# PAGE EXTRACT:
This study addresses whether there is a threshold, some particular length of silent gap between two speakers' turns, at which negative social attributions emerge. The effect of such inter-turn silence was tested by constructing dialogues where responses to requests were identical and affirmative so that study participants' (n = 380) ratings about “willingness” would be colored by lag time, not semantics. 100 ms intervals between 200 and 1200 ms were tested in a between groups design. There was a notable drop-off in ratings at 600 ms and a statistically significant difference in ratings between 700 and 800 ms.
Research on the detection of emotion and attitude in the speech signal has developed rapidly in the past 15 years (for a detailed review, see Schuller et al., 2011). The work has evolved toward the study of cues which have immediate interpersonal significance, putting relationship rather than individuals at the center of our thinking (Ranganath et al., 2013). Indeed, for speech technology purposes, Scherer (2003) argues for greater understanding of vocal modifications that signal “interpersonal stance” rather than very rare or highly intense (and therefore socially regulated) emotional expressions in the voice (pp. 242–243). Similarly, Rilliard et al. (2009) pursue a multimodal, audiovisual approach to the study of attitude and prosody, advancing further the exploration of the audio-visual interplay between speaker-hearers. Perhaps most intriguing from an acoustics standpoint, Okada et al. (2012) examine how higher order pitch relationships (consonance and dissonance) can be detected in agreeable vs disagreeable conversation. In sum, acoustic and related speech recognition research is taking account of the interpersonal contexts of language use, studying how attitude, not just emotion, is expressed.

# DATASET SECTION:
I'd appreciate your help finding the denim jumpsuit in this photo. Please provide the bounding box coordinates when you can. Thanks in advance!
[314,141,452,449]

# YOUR INSTRUCTIONS:
Extend the passage about silent gaps between speakers' turns, starting right after its final sentence.

# OUTPUT BELOW:
The shift to dialogically relevant cues to attitude is a crucial development. Understandably, these explorations have focused on the presence of features in the signal; however, important interpersonal information is also transmitted through the absence of signal, particularly through silence in conversation. Thus, in this study, we motivate a specific question about perceptions of “willingness” or “unwillingness” to comply with requests as cued by different lengths of inter-turn silence. In Scherer's terms, the “interpersonal stance” at stake is one of supportiveness (Scherer, 2003, p. 243). To address the question of silence as a relevant cue to interpersonal support, we first describe the turn-taking model for conversation that provides the theoretical and empirical grounding for our research design and predictions about inter-turn silence and interlocutors' stance.
Nearly 40 years ago, Sacks et al. (1974) described several “grossly apparent facts” about conversation, and from those observations derived what has become the most widely used, empirically grounded model of turn-taking for studies of communication (Roberts and Robinson, 2004). Their model addresses the way in which turns at talk are constructed, ordered, and distributed among speakers. Most important for the current study is their identification of the “transition relevance place” or the moment when one unit of talk comes to an end and a next unit begins (initiated by the same or another speaker.) This deceptively simple moment is actually the locus of intense interpersonal activity, and such transitions are accomplished effortlessly, seamlessly, and without notice billions of time a day across the globe. Indeed, the natural transition time between speakers is relatively consistent, approximately 250 ms, across diverse languages and cultures (Stivers et al., 2009.) Furthermore, it has long been known from qualitative research that when there is a brief gap after a turn where response is expected (e.g., after requests or invitations), a first speaker will treat this as some form of trouble, evidenced in his or her pursuit of response (Davidson, 1984; Pomerantz, 1984).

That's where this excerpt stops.